§ **AIM OF THE EXERCISE**: Copy the entries from the line containing "Target: hat brim" through the end of the entries, inclusive, changing "wheat field" to "barley field" and leaving everything else as it is.
▼
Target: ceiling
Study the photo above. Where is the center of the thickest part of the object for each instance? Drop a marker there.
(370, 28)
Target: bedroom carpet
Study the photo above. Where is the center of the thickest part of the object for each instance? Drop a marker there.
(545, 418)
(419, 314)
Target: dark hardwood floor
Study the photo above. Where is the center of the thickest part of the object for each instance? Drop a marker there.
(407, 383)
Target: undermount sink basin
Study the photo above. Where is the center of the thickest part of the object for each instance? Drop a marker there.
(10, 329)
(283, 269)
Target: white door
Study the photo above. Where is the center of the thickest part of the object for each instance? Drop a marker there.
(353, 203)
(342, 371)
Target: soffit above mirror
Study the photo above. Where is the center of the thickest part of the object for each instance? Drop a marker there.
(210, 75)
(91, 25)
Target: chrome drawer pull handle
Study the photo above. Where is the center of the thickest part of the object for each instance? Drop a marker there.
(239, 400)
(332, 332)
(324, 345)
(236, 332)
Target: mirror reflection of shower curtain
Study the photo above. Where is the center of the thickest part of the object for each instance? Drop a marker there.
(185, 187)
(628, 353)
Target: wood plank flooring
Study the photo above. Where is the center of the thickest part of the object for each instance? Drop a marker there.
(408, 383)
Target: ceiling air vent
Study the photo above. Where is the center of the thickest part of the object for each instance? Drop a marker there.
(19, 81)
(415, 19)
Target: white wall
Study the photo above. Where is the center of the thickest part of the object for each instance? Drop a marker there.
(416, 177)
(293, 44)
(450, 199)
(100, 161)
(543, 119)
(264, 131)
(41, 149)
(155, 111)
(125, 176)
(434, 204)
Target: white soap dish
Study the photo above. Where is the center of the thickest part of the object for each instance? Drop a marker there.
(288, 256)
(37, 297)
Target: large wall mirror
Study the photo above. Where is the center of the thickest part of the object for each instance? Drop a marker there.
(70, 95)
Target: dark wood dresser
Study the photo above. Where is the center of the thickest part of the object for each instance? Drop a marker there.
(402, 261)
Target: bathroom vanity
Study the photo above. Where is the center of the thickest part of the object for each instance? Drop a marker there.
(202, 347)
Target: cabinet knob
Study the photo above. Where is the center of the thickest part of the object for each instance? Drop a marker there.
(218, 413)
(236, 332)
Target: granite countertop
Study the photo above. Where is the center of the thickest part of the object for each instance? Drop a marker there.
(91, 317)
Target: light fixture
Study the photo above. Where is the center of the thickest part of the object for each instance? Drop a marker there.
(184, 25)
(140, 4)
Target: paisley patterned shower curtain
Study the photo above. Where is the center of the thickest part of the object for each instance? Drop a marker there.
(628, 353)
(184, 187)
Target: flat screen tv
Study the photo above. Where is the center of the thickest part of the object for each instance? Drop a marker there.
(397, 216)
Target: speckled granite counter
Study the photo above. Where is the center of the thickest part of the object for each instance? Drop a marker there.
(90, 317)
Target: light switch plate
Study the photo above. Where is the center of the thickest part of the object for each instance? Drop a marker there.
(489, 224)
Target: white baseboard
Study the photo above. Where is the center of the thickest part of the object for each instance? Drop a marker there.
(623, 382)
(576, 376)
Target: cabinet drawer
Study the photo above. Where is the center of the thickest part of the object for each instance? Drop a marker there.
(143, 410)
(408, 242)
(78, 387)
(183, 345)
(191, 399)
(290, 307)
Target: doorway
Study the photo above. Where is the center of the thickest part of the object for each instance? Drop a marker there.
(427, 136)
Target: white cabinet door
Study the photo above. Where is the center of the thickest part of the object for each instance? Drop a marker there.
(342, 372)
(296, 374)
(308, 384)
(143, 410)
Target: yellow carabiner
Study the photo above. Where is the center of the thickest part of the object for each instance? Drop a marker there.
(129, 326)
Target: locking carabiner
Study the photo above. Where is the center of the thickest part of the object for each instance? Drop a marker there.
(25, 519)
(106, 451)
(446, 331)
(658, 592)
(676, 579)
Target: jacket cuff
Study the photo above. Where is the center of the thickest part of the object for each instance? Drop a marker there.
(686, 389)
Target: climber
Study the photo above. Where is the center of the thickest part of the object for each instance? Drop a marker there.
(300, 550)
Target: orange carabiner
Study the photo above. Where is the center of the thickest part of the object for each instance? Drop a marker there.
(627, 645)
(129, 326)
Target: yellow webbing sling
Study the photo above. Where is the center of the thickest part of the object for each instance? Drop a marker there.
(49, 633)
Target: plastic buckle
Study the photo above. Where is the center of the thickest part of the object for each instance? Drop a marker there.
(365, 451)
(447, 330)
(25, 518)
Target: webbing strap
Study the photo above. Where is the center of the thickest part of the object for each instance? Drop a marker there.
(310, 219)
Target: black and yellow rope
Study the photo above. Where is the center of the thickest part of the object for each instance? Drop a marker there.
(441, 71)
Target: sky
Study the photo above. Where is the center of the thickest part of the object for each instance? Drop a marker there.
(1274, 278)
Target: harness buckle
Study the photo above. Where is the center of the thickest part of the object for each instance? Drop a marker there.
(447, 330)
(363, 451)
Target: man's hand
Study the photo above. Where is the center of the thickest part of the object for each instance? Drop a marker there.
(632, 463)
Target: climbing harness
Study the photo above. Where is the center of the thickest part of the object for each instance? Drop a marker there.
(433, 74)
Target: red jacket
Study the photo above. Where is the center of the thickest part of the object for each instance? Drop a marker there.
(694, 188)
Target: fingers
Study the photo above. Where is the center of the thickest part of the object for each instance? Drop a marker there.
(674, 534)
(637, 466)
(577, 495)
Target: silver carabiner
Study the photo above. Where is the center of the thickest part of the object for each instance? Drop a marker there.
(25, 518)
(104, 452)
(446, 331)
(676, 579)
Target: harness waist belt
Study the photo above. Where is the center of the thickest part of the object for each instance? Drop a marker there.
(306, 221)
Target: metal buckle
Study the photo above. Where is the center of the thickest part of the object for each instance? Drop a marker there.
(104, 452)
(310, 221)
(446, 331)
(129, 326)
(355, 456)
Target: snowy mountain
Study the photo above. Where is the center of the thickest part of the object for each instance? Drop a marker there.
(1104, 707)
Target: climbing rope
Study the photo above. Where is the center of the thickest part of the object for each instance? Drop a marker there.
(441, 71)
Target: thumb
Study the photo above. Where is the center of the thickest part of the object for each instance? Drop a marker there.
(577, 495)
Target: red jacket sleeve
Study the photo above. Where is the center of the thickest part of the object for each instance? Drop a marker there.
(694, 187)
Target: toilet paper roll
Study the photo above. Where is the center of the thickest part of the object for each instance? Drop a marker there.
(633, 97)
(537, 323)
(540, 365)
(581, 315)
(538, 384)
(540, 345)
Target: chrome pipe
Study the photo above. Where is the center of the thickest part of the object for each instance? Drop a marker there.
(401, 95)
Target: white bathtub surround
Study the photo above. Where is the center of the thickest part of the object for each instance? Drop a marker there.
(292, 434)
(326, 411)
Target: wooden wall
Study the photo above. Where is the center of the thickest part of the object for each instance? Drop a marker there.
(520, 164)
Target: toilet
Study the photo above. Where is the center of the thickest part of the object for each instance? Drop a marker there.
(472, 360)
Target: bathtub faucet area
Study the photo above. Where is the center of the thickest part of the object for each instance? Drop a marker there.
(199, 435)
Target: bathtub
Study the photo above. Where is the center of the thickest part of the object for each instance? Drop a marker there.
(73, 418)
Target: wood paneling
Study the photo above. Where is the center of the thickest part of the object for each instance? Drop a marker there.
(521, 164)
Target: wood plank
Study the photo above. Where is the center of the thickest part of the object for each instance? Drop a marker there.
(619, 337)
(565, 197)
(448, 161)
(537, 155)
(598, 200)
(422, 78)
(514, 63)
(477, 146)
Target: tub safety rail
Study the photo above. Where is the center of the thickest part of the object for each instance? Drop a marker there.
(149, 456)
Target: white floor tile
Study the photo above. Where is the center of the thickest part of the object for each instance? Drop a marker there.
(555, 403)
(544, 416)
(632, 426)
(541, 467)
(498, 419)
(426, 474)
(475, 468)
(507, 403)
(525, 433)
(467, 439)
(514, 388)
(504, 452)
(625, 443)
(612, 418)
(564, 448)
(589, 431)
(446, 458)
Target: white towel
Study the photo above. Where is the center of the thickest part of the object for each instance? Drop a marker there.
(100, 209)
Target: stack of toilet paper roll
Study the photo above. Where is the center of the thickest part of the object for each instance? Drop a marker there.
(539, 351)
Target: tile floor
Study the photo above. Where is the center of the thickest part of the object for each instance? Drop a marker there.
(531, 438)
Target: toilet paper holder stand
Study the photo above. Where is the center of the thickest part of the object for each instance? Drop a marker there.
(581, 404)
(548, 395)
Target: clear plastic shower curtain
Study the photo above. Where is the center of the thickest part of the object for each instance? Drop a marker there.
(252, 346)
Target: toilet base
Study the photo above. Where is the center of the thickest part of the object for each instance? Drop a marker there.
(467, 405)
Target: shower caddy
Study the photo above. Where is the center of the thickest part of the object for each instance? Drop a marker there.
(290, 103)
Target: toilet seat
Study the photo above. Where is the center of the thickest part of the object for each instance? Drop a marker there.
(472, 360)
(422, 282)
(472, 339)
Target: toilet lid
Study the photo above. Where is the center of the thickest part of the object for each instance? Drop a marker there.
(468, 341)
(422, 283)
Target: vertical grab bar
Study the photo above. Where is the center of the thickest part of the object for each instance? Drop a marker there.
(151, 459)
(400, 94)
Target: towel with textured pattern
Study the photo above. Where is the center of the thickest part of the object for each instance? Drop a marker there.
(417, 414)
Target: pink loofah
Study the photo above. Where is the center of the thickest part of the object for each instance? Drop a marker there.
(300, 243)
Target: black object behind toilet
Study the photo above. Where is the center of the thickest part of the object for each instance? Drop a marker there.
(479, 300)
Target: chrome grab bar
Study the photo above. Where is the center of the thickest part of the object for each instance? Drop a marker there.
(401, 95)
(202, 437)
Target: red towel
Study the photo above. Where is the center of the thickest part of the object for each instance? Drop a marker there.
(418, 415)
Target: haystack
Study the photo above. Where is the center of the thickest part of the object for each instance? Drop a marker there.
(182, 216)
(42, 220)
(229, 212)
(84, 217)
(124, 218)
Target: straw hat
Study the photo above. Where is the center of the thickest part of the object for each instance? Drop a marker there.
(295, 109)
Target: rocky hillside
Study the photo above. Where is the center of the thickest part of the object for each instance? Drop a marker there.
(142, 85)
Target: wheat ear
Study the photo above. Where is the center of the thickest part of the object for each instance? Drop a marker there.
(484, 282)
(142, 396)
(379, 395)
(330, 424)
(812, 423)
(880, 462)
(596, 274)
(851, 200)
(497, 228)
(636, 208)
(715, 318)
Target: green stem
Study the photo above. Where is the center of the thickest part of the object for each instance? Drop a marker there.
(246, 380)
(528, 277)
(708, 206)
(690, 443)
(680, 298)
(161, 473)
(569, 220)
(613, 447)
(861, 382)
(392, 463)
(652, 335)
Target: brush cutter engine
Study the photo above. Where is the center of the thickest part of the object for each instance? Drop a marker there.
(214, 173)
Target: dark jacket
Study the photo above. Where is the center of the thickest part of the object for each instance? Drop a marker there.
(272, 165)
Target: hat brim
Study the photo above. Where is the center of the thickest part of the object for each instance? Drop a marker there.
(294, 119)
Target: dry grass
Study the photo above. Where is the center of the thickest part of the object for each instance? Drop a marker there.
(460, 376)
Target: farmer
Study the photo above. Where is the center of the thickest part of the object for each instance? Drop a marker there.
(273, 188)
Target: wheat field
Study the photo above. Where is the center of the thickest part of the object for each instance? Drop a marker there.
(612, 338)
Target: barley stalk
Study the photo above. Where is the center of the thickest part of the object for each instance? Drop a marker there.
▲
§ **TASK RESPONSE**:
Target: hat brim
Study the photo above. Where is the center of the thickest part of the object for each instance? Drop a marker there.
(294, 119)
Target: dry grass
Study the photo above. Where is the center of the thickest part of the object for each instance? Drop a marker there.
(460, 376)
Target: farmer
Study the photo above. Where is the center of the thickest part of the object for each instance? Drop a marker there.
(273, 188)
Target: barley field
Study the photo above. Where is the center of the thickest part of the object for each instance? Drop a marker there.
(612, 338)
Target: barley stalk
Study the photo above. Where is the center of the thickest part of the object for each instance? Drop a marker there.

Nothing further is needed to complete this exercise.